Try it ▸
Starting at the line with "Query: stone farmhouse" and going on through the line with "Query: long blonde hair", reproduce each line in the records below exactly and nothing more.

Saved data entries:
-=-=-

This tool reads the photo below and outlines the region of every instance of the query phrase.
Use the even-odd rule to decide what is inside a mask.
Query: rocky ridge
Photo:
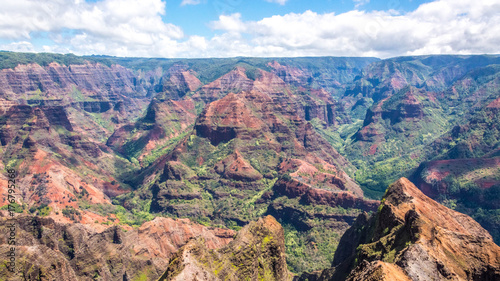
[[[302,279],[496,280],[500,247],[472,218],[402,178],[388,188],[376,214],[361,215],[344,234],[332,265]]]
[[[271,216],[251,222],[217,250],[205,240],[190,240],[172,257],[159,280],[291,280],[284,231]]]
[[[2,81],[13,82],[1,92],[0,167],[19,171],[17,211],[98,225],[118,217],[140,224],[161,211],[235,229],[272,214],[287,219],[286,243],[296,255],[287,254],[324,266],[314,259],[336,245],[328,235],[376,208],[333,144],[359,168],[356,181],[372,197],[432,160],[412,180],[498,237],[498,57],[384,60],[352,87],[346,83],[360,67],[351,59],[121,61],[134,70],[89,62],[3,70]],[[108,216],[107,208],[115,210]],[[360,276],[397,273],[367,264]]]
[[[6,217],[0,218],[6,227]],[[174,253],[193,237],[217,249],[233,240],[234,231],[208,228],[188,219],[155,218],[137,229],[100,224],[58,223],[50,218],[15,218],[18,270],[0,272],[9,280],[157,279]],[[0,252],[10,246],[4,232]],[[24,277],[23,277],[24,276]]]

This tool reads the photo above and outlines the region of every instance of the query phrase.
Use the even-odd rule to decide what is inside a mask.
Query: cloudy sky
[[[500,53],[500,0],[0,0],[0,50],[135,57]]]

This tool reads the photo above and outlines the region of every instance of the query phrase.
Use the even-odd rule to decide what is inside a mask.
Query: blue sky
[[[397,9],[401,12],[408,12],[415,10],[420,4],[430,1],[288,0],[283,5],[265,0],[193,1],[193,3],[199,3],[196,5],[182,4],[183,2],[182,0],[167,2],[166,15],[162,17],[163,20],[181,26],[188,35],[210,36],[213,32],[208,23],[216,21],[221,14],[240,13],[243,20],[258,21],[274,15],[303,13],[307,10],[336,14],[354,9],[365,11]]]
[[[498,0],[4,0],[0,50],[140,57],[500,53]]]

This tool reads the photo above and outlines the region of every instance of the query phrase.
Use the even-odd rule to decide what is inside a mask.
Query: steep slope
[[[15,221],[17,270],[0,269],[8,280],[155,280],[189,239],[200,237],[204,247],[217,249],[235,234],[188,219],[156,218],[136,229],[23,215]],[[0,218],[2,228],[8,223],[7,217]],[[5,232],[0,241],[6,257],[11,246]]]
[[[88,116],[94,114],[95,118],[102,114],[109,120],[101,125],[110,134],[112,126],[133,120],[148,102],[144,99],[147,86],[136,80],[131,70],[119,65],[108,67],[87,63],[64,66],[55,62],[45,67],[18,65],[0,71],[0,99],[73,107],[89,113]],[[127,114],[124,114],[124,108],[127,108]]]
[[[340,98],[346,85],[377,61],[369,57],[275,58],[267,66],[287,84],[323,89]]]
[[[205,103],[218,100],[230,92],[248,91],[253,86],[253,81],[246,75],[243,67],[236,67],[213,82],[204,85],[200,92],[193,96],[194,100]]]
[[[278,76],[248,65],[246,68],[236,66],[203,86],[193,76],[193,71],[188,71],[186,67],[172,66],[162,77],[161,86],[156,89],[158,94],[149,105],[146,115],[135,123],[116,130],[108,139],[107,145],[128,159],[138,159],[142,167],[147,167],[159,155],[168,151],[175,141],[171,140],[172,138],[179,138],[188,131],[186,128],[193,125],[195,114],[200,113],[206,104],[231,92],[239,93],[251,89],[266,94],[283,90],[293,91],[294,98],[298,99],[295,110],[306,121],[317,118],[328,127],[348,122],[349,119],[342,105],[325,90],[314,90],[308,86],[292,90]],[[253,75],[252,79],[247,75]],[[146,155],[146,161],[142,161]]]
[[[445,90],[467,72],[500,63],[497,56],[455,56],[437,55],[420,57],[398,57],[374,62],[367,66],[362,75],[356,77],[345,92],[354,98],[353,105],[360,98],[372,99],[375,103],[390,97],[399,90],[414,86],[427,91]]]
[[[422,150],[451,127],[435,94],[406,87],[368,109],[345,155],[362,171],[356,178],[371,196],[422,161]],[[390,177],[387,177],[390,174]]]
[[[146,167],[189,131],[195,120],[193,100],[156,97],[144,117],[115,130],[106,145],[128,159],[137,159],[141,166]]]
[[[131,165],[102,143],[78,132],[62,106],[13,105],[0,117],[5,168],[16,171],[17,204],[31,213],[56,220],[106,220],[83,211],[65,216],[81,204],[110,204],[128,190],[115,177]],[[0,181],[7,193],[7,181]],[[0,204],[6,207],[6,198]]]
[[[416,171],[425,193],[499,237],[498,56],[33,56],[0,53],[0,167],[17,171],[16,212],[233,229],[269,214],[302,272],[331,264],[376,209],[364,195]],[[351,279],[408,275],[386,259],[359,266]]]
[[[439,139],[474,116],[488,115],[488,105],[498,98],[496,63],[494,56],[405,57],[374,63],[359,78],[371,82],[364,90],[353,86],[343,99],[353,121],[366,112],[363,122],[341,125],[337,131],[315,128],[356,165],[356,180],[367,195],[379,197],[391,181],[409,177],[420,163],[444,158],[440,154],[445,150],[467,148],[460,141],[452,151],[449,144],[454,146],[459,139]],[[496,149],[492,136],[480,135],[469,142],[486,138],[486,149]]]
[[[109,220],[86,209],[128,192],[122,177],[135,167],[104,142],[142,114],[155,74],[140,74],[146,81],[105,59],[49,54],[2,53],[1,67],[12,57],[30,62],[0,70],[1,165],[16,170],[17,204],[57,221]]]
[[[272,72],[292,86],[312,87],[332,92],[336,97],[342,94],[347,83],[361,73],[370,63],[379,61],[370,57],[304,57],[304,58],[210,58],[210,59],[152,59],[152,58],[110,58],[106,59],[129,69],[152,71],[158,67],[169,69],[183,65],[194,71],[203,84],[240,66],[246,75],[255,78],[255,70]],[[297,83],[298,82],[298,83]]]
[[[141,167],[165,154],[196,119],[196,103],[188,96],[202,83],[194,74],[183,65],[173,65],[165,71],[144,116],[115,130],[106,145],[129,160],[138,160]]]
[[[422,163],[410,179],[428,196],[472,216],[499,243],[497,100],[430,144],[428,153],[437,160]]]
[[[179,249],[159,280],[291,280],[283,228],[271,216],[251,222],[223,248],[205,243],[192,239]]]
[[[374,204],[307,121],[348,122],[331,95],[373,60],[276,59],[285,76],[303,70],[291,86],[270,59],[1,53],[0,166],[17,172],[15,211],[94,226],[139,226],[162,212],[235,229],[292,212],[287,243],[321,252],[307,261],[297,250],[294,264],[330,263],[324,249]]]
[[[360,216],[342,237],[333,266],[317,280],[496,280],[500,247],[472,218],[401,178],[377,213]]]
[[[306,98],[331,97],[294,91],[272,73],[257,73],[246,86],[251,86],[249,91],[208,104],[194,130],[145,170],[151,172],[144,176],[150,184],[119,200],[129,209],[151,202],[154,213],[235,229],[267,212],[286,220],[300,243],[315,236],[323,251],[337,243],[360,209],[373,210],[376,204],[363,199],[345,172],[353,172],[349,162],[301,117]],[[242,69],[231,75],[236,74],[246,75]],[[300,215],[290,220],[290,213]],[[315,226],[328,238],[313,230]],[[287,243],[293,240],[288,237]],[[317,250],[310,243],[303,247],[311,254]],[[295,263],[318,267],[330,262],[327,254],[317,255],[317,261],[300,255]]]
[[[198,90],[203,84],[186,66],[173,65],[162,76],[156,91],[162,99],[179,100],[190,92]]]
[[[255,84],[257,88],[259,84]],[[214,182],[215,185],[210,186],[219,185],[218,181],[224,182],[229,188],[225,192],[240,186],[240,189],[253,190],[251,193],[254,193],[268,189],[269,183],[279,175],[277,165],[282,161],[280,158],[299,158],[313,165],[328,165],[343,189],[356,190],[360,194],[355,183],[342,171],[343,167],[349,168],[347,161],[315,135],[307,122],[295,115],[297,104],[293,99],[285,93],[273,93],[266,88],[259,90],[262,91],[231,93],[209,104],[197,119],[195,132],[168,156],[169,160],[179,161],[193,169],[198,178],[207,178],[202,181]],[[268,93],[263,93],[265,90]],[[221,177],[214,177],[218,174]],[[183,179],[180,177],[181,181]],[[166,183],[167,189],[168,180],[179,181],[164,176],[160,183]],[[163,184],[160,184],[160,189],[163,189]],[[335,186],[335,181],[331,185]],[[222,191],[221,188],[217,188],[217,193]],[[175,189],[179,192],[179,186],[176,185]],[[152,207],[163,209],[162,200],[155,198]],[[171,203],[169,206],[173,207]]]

-=-=-

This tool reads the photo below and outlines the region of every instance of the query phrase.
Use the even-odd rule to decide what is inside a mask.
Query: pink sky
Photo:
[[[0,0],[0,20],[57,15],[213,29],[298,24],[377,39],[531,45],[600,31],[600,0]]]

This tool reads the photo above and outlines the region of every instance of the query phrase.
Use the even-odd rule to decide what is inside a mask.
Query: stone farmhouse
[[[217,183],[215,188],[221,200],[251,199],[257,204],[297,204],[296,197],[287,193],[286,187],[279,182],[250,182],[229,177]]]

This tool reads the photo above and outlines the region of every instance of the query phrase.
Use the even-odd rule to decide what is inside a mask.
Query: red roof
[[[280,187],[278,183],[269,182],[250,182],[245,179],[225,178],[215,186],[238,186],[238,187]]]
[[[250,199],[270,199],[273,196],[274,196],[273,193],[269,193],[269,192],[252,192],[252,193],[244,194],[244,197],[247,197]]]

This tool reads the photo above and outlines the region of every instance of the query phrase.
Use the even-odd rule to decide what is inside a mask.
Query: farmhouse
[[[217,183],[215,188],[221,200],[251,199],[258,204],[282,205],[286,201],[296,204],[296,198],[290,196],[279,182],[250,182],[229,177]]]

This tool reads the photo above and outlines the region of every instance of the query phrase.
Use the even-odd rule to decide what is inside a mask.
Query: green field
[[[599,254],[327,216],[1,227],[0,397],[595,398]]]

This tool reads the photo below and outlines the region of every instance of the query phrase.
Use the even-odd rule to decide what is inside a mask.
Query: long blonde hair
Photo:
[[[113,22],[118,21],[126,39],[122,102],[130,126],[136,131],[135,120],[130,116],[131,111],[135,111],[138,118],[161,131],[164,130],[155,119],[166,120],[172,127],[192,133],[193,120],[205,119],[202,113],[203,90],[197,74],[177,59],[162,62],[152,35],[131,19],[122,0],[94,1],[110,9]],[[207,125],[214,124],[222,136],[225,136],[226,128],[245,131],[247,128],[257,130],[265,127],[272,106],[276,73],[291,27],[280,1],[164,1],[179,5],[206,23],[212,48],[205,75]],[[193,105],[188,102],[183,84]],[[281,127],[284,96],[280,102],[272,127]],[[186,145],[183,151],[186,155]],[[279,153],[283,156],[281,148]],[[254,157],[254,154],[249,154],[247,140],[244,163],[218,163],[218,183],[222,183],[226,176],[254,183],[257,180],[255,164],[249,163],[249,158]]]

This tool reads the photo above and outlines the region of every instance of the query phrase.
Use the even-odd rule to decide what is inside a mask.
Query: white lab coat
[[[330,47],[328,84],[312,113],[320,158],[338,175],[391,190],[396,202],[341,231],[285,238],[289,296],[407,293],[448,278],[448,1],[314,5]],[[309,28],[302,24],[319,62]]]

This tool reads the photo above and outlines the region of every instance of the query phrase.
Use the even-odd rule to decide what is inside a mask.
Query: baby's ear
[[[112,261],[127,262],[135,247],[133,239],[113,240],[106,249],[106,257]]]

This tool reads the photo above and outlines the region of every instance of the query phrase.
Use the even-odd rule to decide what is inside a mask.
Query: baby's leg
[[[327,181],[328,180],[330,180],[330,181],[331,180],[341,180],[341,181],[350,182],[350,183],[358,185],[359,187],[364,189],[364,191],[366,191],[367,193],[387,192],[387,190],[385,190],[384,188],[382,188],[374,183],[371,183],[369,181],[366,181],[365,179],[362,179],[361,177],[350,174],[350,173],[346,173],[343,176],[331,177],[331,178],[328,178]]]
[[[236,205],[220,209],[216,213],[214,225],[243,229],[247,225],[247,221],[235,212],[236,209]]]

-=-=-

Exercise result ▸
Query: stone farmhouse
[[[217,183],[215,188],[221,200],[251,199],[257,204],[297,204],[296,197],[287,193],[286,187],[279,182],[250,182],[229,177]]]

This tool reads the photo above and outlines the region of every instance of the query phrase.
Use the even-odd rule to decide what is inside a mask.
Query: red roof
[[[280,187],[278,183],[269,182],[250,182],[245,179],[225,178],[215,186],[238,186],[238,187]]]
[[[250,199],[270,199],[273,196],[274,196],[273,193],[269,193],[269,192],[252,192],[252,193],[244,194],[244,197],[247,197]]]

This tool reads the photo above and outlines the region of every instance of the query phrase.
Use the even-odd rule to decide what is inside a mask.
Query: farmhouse
[[[217,183],[215,188],[221,200],[251,199],[258,204],[282,205],[286,201],[296,204],[296,198],[290,196],[279,182],[250,182],[229,177]]]

This tool reads the photo above and outlines the region of every instance of the query phrase.
Use the even-odd rule to decide what is inside a mask.
Query: green field
[[[599,254],[327,216],[1,227],[0,397],[595,398]]]

This tool reads the photo below and outlines the region of every instance of the query phrase.
Use the even-odd rule to decide what is inside a mask.
Query: long blonde hair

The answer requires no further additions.